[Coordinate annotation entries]

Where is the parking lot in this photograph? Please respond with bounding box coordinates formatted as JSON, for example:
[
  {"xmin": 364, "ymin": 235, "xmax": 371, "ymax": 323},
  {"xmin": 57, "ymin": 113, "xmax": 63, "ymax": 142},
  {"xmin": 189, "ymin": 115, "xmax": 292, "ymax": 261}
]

• Work to be completed
Arrange each line of the material above as a numbered list, leaving out any blank lines.

• The response
1. Where is the parking lot in this photograph? Please respond with bounding box coordinates formatted as JSON, for example:
2. [
3.   {"xmin": 364, "ymin": 235, "xmax": 371, "ymax": 323},
4.   {"xmin": 57, "ymin": 113, "xmax": 63, "ymax": 142},
5.   {"xmin": 189, "ymin": 115, "xmax": 292, "ymax": 261}
6. ]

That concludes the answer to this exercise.